Jordan was an innovative player who played a modified button accordion, often utilizing effects pedals. His often psychedelic sounds and almost pirate-like attire (complete with eyepatch) earned him his nickname. Steeped in Northern Mexico's conjunto style, his music occasionally crossed over to larger audiences, most notably during the '80s when he appeared in Talking Heads' True Stories film and album, and provided the soundtrack to Cheech Marin's Born in East L.A.

He was born in Elsa, TX near the Rio Grande, and had an unusual upbringing. Unable to work the fields alongside most of his family because of blindness in his right eye, he spent most of his time in migrant worker camps. By age seven, he had learned harmonica and guitar.

Jordan began recording professionally in the late '50s. During the '60s, following a stint with Latin jazz percussionist Willie Bobo, Jordan started to broaden his stylistic range to country and western, mambo, and most notably jazz. Jordan's polka-jazz revision of James Moody's "Midnight Sun" is both a radical deconstruction and one of his signature recordings (see the video below).
+ + + +
→ Short problem: Carry on the biographical passage about the accordionist Jordan, starting after its final sentence. The items that come next have no connection to the biographical passage about the accordionist Jordan.
+ + + +
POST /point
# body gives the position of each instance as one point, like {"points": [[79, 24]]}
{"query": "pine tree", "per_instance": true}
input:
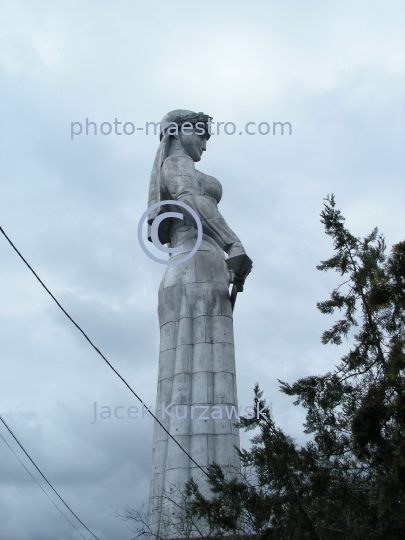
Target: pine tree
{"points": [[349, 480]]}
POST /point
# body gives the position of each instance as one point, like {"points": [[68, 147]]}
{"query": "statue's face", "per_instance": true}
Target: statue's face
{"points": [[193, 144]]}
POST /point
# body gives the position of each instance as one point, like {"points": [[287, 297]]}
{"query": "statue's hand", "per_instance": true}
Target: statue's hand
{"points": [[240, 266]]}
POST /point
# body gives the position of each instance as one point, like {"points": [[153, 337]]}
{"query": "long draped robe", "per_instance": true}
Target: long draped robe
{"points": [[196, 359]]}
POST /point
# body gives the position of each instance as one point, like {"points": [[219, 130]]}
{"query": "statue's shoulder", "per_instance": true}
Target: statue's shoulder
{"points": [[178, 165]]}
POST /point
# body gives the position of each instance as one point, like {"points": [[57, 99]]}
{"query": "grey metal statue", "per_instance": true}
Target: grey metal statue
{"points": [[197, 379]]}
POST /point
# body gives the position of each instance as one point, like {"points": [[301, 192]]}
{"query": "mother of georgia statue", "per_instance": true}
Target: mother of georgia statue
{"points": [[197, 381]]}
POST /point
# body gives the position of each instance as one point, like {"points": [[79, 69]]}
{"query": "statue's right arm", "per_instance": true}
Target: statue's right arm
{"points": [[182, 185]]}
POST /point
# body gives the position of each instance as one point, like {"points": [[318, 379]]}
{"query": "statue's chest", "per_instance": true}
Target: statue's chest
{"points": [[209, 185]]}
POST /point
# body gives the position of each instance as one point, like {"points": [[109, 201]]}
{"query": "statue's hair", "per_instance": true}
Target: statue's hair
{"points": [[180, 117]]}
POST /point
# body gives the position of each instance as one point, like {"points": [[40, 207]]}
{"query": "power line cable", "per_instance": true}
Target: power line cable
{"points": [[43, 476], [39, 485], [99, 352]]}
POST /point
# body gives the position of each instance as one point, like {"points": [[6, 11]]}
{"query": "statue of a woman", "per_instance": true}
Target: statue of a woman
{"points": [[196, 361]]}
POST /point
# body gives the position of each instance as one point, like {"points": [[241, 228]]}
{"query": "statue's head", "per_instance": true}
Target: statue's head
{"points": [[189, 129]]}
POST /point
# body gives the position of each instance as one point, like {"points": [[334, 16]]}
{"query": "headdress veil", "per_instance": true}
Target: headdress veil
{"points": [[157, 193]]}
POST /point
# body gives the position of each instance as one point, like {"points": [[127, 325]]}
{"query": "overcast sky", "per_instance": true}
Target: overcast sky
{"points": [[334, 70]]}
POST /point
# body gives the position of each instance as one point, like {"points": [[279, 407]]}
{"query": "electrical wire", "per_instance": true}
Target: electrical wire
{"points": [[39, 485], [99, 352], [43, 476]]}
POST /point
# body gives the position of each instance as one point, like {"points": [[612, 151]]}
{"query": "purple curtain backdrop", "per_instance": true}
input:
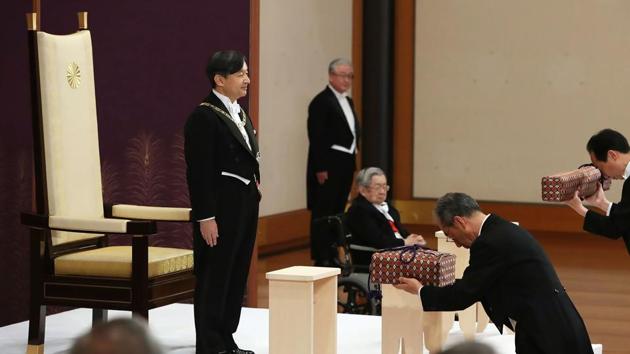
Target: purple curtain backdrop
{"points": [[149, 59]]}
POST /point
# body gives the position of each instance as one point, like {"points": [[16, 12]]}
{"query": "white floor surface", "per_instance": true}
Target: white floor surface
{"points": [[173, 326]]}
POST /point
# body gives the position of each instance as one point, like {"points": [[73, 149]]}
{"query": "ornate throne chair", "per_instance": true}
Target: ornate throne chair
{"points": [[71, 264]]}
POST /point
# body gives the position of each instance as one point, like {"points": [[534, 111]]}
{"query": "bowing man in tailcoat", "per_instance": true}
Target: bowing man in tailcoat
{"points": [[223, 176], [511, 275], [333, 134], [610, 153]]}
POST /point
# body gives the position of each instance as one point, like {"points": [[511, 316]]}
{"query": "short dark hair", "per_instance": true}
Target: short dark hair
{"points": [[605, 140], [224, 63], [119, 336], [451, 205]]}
+ + + +
→ Written response:
During the '70s he recorded for Tex Mex icon Freddie Fender's Fender label, as well as roots imprint Arhoolie. As he added more inventive touches like synthesizers to his still faithfully rootsy music, he gradually achieved international acclaim. In 1988 was honoured by the Hohner accordion company in Germany with a customized accordion most awesomely dubbed the Rockordeon.

Jordan's most recent recording was Carta Espiritual last year. He leaves behind six children.